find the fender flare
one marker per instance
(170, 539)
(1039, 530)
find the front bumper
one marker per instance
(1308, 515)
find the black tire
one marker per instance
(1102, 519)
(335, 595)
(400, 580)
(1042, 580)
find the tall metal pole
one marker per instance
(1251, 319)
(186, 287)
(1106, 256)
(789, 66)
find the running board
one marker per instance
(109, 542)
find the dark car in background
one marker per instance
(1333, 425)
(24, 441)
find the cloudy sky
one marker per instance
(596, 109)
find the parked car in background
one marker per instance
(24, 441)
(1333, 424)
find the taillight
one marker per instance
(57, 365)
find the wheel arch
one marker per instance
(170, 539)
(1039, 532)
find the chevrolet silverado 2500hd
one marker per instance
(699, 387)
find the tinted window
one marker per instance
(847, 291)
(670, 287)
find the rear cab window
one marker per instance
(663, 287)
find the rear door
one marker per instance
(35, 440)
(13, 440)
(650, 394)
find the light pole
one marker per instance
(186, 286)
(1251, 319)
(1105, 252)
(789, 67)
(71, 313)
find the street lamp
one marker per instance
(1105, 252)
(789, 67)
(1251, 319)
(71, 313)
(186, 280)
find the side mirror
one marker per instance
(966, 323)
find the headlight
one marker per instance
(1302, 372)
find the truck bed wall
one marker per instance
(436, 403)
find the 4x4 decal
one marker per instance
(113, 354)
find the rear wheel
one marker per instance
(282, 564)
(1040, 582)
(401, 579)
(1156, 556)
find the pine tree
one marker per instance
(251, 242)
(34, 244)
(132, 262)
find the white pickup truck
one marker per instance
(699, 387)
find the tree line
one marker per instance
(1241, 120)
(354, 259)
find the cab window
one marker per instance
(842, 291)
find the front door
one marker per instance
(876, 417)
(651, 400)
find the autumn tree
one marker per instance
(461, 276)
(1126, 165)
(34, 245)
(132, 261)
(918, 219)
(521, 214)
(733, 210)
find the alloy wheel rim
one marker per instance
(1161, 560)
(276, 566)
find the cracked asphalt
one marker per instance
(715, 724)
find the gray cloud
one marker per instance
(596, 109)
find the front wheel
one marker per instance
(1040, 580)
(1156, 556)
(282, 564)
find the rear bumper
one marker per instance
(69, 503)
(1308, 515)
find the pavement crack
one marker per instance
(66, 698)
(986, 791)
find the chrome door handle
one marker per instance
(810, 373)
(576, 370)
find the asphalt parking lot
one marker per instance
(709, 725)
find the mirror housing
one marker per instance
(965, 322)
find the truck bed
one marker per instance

------------------------------

### Work to complete
Render the stretch from the start of the items through the line containing "(1042, 580)" as a Markdown table with two columns, No. and Text. Give each line its own numbered row, and leave out blank lines.

### Correct output
| No. | Text |
|---|---|
| 1 | find the fender flare |
| 2 | one marker per instance |
| 3 | (170, 539) |
| 4 | (1039, 530) |
| 5 | find the front bumper |
| 6 | one marker per instance |
| 7 | (1308, 515) |
| 8 | find the black tire |
| 9 | one marker per instance |
| 10 | (1102, 519) |
| 11 | (335, 595) |
| 12 | (400, 580) |
| 13 | (1042, 580) |